Problem: For the records that follow, please set down exactly the lines between the one holding "TARGET = bollard" and the one holding "TARGET = sky", inclusive, and only those.

━━ Supplied entries ━━

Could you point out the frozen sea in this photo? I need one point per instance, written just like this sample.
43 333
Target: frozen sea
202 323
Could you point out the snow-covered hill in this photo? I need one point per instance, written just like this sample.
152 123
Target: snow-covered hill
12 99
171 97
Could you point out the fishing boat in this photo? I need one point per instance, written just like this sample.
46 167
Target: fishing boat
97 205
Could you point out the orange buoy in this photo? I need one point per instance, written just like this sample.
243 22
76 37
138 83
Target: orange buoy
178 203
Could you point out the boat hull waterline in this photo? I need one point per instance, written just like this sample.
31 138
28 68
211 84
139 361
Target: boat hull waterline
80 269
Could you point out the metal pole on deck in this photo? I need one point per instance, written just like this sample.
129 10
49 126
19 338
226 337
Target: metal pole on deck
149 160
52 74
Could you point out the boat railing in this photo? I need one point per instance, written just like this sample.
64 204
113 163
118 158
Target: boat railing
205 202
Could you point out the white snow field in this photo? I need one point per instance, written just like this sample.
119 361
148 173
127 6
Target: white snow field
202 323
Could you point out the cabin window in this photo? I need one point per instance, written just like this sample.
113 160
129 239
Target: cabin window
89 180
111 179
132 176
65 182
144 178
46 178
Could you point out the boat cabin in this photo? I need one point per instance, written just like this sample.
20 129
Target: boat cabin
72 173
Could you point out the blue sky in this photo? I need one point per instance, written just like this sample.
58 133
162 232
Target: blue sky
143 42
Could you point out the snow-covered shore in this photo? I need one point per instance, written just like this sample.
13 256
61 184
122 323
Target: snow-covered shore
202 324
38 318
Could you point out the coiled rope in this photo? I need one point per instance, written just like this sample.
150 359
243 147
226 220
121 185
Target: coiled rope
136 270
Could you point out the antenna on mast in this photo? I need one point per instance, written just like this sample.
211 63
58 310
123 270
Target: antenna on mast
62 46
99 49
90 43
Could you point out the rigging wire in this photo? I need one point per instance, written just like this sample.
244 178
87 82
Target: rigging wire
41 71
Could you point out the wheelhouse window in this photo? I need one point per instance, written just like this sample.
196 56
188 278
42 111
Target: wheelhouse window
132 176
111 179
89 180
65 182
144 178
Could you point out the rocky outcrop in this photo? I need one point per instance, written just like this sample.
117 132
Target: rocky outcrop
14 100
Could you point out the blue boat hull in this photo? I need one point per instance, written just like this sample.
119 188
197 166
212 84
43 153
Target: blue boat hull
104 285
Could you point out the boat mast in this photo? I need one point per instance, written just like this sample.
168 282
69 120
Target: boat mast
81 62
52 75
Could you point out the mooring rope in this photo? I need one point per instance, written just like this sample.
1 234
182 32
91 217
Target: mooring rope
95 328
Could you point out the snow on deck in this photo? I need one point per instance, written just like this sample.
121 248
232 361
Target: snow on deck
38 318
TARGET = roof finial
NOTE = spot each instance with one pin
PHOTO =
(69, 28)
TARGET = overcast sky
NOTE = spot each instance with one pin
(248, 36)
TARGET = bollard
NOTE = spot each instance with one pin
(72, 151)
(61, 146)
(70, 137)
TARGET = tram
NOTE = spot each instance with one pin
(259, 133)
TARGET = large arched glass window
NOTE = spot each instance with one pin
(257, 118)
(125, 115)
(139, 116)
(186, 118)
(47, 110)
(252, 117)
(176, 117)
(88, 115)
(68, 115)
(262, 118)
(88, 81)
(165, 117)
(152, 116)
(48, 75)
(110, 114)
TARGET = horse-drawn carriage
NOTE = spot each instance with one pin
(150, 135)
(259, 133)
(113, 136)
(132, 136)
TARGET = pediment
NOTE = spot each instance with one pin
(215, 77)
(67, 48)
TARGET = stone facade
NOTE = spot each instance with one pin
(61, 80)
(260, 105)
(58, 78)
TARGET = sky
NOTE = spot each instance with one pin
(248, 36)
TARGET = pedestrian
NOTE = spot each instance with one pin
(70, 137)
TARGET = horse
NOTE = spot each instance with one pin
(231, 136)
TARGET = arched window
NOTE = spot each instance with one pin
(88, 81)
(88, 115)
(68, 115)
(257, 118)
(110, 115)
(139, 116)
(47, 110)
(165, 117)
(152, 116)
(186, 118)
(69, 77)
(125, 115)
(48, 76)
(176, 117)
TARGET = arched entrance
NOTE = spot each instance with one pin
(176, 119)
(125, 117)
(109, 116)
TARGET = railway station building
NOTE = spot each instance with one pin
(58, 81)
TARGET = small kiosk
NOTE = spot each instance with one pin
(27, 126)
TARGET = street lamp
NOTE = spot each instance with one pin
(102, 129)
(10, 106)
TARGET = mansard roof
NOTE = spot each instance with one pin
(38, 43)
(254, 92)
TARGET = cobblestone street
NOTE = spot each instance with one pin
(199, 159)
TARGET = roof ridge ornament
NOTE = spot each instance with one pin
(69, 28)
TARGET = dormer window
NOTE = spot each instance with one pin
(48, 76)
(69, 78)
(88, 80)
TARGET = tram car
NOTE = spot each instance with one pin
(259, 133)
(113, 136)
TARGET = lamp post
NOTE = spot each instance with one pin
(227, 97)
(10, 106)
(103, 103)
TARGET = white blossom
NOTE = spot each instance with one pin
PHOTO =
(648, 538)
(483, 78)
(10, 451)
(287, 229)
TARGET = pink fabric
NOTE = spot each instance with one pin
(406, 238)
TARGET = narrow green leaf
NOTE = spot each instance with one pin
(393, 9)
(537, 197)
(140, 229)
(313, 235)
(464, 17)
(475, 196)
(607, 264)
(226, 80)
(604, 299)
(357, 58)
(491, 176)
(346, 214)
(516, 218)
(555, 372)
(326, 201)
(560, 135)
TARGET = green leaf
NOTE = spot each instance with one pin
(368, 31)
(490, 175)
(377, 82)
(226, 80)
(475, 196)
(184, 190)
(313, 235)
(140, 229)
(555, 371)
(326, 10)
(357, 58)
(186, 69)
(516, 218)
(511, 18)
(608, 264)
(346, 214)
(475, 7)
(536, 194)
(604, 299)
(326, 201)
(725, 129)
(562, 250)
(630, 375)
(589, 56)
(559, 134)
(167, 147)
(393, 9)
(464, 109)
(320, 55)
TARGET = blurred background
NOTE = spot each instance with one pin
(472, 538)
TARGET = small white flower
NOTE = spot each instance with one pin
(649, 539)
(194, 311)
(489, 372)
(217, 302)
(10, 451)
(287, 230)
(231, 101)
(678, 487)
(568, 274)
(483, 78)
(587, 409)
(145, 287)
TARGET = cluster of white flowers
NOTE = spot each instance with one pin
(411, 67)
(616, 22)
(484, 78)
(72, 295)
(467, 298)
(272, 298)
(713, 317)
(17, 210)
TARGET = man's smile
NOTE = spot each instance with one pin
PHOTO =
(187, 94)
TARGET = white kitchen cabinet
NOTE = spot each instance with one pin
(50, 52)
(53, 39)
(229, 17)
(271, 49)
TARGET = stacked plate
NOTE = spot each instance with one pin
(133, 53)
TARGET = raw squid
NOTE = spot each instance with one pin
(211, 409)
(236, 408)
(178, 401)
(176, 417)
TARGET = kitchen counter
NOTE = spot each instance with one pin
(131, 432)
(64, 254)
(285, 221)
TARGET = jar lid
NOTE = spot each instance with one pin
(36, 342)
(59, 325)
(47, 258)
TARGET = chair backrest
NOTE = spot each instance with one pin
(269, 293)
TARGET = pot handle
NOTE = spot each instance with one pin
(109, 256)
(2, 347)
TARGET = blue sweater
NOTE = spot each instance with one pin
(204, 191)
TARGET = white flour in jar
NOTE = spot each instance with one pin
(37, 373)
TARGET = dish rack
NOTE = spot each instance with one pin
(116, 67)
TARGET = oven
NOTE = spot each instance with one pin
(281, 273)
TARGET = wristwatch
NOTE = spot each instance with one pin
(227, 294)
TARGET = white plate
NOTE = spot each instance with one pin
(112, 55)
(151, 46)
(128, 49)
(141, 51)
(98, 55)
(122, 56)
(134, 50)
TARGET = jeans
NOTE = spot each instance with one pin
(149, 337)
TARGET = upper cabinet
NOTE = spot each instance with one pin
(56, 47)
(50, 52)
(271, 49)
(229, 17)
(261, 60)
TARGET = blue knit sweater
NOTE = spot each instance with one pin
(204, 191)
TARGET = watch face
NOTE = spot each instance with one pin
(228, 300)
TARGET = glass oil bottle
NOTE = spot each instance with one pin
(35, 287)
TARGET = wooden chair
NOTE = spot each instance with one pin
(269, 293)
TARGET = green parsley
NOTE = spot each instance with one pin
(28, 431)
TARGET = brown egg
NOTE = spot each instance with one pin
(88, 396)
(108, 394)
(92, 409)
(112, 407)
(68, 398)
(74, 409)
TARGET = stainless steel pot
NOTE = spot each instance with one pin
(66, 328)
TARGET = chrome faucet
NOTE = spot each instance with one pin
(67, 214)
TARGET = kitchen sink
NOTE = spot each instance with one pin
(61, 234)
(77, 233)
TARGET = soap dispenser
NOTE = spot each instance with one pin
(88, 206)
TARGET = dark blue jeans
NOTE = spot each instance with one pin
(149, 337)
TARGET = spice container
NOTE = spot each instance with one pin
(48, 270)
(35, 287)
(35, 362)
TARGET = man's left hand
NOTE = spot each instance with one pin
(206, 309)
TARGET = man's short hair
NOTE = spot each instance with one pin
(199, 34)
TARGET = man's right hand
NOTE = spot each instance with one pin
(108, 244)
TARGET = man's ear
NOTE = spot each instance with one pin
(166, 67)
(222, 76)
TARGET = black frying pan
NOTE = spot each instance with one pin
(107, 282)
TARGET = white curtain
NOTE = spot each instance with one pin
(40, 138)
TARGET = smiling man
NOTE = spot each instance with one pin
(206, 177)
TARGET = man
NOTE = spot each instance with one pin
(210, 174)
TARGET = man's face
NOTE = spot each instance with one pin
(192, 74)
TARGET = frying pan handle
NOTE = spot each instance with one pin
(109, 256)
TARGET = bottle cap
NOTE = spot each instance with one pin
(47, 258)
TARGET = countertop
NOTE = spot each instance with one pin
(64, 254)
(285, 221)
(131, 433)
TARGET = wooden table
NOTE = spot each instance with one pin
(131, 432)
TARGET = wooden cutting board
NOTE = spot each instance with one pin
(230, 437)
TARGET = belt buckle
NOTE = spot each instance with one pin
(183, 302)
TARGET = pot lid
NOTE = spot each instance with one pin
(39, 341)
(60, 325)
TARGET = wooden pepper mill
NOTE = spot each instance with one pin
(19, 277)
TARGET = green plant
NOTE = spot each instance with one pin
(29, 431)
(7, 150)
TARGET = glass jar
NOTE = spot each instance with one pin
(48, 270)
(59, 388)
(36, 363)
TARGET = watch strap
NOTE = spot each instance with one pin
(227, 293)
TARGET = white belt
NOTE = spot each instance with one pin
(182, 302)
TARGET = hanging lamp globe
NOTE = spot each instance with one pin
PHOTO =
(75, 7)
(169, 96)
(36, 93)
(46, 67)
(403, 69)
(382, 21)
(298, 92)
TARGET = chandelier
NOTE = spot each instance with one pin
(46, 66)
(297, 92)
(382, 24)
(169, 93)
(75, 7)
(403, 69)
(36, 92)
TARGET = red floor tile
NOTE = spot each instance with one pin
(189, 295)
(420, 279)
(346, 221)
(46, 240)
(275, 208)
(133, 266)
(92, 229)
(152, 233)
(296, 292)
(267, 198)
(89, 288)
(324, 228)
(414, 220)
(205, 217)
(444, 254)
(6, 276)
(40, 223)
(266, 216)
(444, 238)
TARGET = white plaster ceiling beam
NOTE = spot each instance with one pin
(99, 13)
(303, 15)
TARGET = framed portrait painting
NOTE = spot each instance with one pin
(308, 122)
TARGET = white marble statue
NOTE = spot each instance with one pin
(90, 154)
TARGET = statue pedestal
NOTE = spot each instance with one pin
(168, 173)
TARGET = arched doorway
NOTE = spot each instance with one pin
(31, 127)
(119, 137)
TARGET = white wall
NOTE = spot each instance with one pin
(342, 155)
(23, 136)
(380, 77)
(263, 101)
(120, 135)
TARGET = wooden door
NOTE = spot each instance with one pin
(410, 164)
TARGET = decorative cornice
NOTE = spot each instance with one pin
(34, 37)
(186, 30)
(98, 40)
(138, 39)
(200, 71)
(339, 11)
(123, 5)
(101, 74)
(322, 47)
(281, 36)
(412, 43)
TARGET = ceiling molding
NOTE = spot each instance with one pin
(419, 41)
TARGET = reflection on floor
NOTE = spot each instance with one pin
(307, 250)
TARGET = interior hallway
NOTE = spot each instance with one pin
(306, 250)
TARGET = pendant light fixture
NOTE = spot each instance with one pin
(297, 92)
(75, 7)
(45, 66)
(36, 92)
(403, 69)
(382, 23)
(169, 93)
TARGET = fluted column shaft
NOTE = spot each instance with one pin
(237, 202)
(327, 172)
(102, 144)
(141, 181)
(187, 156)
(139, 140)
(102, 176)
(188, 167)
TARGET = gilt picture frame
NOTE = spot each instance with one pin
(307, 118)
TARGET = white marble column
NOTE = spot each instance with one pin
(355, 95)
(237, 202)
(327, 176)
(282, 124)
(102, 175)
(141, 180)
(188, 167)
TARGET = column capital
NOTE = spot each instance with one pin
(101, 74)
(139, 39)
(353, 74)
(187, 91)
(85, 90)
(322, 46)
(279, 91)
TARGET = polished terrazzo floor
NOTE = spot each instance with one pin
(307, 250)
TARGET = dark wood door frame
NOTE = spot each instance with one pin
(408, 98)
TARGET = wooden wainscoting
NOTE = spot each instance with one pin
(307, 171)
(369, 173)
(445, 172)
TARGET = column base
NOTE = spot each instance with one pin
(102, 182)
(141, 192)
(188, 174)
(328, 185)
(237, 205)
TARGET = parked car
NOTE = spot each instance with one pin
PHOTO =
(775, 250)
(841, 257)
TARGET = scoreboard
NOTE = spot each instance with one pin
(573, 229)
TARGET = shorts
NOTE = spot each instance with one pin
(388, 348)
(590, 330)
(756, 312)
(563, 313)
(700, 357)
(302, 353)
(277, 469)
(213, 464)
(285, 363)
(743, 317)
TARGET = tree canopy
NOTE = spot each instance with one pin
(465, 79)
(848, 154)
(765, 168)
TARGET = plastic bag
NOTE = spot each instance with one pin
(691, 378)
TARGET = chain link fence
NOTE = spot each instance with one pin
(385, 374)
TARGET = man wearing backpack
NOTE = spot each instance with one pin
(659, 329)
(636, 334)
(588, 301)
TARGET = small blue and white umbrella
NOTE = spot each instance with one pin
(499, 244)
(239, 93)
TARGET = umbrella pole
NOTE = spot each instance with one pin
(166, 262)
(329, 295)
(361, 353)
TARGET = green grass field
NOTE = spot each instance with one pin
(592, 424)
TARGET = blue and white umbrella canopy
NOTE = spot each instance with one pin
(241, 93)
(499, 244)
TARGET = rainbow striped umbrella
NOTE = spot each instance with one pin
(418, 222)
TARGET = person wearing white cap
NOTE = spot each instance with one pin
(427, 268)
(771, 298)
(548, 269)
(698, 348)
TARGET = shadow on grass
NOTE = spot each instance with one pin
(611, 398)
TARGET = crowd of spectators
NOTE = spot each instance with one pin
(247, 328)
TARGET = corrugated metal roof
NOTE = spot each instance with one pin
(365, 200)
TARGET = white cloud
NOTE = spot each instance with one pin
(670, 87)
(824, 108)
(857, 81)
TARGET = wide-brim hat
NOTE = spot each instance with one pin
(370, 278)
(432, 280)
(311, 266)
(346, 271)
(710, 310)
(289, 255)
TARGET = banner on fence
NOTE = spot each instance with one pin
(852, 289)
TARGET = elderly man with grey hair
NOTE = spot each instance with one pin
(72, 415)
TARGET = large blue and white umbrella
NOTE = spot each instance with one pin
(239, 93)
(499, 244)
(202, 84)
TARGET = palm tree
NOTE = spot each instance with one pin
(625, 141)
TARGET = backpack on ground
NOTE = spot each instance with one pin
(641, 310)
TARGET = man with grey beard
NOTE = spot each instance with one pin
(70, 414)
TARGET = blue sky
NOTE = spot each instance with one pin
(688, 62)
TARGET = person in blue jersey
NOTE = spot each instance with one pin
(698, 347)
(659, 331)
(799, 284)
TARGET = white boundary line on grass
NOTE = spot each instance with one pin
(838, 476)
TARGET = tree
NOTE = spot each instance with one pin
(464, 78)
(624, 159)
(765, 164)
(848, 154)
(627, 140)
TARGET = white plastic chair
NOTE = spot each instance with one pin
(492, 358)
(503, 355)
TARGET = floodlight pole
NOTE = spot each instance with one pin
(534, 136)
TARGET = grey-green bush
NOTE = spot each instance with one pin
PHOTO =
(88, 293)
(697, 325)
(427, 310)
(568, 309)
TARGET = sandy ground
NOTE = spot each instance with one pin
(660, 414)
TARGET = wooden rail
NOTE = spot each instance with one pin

━━━

Your response:
TARGET = bollard
NOTE = spot each instance with one pin
(72, 151)
(61, 146)
(70, 137)
TARGET = tram
NOTE = spot each instance with one pin
(259, 133)
TARGET = large arched glass window
NOTE = spot each instance with one pin
(257, 118)
(125, 115)
(139, 116)
(186, 118)
(47, 110)
(252, 117)
(176, 117)
(88, 115)
(68, 115)
(262, 118)
(88, 81)
(165, 117)
(152, 116)
(48, 75)
(110, 114)
TARGET = horse-drawn carriage
NOTE = spot each instance with one pin
(150, 135)
(259, 133)
(113, 136)
(132, 136)
TARGET = pediment
NOTE = spot each instance with one pin
(215, 77)
(67, 48)
TARGET = stone facade
NOTE = spot each instance with one pin
(61, 80)
(260, 105)
(58, 78)
TARGET = sky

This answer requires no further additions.